[Extracted text]
__________________________________________________
Young boffin blows gaff on mystery BAE submarine kit

By Lewis Page, 10 Mar 2011

A mysterious secret technology, apparently in use by the British intelligence services in an undisclosed role, has been reinvented by a graduate student in America. Full details of the working principles are now available.

BAE Systems' wireless through-hull comms demo at Farnborough 2010.

Works through glass, too.

Tristan Lawry, doctoral candidate in electrical and computer engineering, has developed equipment which can transmit data at high rates through thick, solid steel or other barriers. Significantly, Lawry's kit also transmits power. One obvious application here would be transmission through the steel pressure hull of a submarine: at the moment such hulls must have hundreds of penetrations for power and data cables, each one adding expense, weight and maintenance burden.

Regular Reg readers will recall that just such kit has previously been developed in the UK labs of arms globocorp BAE Systems: company boffins exhibited it at last year's Farnborough airshow, like Lawry suggesting that it would be of use in submarines. Intriguingly, the BAE inventors also revealed to the Reg that "other parties" within the British government – whom they couldn't name – had asked them to keep secret all details of how their equipment works.

This naturally enough led us to suspect that similar gear had in fact previously been developed in the secret labs of the UK government: the intelligence services are known to have large technical arms which occasionally invent things well before they are discovered elsewhere. The best-known example of this is public-key encryption, secretly developed by British communications spook-boffins years before being independently reinvented in US academia.
__________________________________________________
[Dataset section]

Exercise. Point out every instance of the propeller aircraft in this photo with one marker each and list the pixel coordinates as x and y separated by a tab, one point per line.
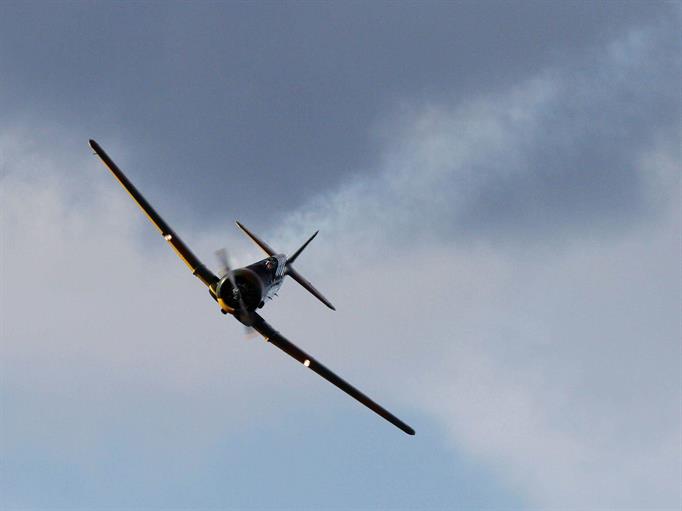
__________________________________________________
[Work to complete]
- a) Translate this sentence from the submarine kit article into Spanish: "Significantly, Lawry's kit also transmits power."
- b) Pick up the submarine kit article from where it stops and write the next few paragraphs.

[Final answers]
- a) Cabe destacar que el equipo de Lawry también transmite energía.

- b)
Just what the British spooks are doing with the through-metal power'n'comms gear is, of course, a secret. Nonetheless it's no secret at all that these days communications and computer systems can be remotely eavesdropped upon simply by picking up their own internal emissions: a properly-equipped van parked outside a building can snoop into electronics inside even if they make no use of wireless connections. This sort of thing is expensive and very difficult – not something that most organisations have to worry about – but serious spooks can and do carry out such operations.

This has led to the adoption of electromagnetic shielding and many other systems – for instance in accordance with the so-called TEMPEST standards – to protect systems which routinely handle highly sensitive data. Even if intruders manage to get in at some point and plant a receiver or bug inside such a room or building, it still won't be able to transmit what it picks up out through the shielding: and also its battery will run down after a while.

So how does it work?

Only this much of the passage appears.